Reproduce the material verbatim, starting at its very first line and ending at the line that contains "left=456, top=334, right=764, bottom=600", with both of those lines included.

— START DATASET EXTRACT —

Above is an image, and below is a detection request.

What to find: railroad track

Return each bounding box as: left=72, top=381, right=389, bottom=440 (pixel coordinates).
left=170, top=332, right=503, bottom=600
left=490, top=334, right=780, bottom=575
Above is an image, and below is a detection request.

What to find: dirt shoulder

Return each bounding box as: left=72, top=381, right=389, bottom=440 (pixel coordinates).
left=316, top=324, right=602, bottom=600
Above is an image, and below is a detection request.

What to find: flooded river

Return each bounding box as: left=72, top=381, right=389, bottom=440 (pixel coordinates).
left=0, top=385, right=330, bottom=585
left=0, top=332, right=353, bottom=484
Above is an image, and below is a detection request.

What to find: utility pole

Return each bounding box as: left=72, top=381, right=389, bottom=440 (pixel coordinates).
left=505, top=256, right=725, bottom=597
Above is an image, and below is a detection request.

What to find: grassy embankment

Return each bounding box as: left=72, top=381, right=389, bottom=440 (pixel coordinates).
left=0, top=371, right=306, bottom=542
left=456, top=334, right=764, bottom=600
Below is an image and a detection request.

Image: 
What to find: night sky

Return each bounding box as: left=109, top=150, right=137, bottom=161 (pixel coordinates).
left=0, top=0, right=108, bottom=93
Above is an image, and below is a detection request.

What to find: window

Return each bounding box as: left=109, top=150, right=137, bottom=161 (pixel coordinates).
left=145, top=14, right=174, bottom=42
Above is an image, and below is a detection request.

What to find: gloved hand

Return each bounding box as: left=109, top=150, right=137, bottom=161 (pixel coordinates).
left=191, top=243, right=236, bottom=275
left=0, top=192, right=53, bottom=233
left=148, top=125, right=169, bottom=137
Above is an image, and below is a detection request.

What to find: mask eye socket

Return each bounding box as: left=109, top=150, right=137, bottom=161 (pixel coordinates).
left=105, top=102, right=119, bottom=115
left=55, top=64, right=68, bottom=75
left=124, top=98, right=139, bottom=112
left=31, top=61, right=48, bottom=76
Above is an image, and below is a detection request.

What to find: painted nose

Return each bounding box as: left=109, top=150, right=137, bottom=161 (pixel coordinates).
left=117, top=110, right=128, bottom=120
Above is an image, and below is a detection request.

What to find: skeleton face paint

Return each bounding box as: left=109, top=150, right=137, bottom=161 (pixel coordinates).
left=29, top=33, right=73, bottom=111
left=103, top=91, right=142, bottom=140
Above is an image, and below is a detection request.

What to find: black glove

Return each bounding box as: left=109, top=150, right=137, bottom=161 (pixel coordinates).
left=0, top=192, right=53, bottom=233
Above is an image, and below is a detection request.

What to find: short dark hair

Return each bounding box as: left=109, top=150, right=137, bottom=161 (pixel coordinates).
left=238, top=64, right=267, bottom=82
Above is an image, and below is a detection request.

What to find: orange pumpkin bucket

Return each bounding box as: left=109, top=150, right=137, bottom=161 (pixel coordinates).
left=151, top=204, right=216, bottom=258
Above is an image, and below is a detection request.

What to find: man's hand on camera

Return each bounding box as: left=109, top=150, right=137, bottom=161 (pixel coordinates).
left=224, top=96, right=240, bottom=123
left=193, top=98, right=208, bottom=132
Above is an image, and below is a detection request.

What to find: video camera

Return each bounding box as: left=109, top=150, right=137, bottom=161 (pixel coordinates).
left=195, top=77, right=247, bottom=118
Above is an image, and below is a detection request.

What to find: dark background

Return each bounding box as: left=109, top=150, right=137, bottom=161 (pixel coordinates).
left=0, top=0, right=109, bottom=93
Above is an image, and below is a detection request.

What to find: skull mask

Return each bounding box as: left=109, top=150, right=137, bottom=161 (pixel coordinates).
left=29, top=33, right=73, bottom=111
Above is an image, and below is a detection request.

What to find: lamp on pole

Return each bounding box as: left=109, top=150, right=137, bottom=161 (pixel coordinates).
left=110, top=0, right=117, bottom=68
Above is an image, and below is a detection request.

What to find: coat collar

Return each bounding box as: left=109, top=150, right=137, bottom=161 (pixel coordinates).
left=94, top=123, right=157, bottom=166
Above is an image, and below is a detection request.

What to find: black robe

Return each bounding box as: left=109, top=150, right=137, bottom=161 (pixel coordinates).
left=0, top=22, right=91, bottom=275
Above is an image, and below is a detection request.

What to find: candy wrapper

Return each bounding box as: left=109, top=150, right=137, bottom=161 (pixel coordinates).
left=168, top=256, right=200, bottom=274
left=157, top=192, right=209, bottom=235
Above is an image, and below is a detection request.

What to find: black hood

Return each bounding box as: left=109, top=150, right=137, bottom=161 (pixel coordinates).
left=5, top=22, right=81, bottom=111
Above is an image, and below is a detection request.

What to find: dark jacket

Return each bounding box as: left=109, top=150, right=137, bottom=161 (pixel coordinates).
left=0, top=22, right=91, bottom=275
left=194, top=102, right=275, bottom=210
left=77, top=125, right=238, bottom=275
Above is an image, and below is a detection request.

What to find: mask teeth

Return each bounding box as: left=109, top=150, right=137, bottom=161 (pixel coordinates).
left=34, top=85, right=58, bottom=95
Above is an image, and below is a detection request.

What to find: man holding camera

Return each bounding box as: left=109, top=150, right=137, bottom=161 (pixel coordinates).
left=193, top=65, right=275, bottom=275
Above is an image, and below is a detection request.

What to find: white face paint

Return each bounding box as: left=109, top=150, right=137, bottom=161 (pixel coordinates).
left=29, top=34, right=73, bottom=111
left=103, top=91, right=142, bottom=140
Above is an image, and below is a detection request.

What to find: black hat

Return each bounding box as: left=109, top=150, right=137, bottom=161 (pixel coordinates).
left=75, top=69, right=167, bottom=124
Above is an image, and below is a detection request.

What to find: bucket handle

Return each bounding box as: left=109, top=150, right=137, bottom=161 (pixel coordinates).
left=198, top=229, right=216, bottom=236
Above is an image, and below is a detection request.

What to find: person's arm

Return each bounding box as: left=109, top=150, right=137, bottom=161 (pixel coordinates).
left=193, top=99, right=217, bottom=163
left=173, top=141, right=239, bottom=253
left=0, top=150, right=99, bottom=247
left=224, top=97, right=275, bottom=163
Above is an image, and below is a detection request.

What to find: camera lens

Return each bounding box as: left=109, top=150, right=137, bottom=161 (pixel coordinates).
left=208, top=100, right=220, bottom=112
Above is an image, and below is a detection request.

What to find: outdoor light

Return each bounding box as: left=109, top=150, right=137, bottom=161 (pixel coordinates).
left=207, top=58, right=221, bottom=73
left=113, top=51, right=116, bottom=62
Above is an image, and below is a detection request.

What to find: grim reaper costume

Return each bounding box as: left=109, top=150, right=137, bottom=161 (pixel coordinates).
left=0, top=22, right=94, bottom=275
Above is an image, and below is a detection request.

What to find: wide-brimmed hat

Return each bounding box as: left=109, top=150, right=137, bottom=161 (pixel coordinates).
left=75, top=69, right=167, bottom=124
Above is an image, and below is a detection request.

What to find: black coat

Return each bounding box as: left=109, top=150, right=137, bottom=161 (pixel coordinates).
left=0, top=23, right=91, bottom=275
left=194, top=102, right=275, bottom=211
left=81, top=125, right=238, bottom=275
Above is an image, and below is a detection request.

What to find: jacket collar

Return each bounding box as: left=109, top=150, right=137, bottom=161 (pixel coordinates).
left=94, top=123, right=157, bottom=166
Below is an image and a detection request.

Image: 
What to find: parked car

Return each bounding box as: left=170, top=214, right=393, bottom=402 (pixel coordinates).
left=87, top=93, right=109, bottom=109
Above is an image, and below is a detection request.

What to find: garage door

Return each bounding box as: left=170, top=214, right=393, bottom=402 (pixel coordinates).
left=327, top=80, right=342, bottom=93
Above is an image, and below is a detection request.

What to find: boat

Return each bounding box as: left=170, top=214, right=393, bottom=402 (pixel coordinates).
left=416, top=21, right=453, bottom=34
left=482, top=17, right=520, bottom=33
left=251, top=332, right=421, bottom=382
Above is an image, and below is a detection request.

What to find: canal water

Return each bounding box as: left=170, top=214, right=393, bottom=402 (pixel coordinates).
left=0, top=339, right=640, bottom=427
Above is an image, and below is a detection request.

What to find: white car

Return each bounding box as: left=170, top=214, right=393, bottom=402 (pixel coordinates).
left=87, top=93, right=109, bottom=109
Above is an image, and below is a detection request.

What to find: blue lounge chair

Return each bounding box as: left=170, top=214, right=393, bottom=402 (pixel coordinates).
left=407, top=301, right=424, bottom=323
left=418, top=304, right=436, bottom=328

— END DATASET EXTRACT —

### RESULT
Above is an image, and below is a detection request.

What to find: railroad track

Return each bounding box as: left=72, top=381, right=389, bottom=440 (pixel coordinates).
left=170, top=332, right=503, bottom=600
left=490, top=334, right=780, bottom=575
Above is an image, and below is a detection request.

What to find: dirt shoulder

Return each bounding box as: left=72, top=381, right=389, bottom=440 (pixel coordinates).
left=316, top=324, right=602, bottom=600
Above is an image, and below is a detection request.

What to find: flooded river

Return each bounding box as: left=72, top=381, right=389, bottom=440 (pixel coordinates).
left=0, top=385, right=330, bottom=585
left=0, top=332, right=353, bottom=484
Above is an image, and below is a detection request.

What to find: utility pole

Return each bounding box as: left=72, top=381, right=389, bottom=440 (pixel coordinates).
left=505, top=256, right=725, bottom=597
Above is an image, and below is a detection request.

What to find: grassy embankment

Return each bounding box as: left=72, top=381, right=389, bottom=440 (pixel coordinates).
left=0, top=371, right=306, bottom=542
left=456, top=334, right=764, bottom=600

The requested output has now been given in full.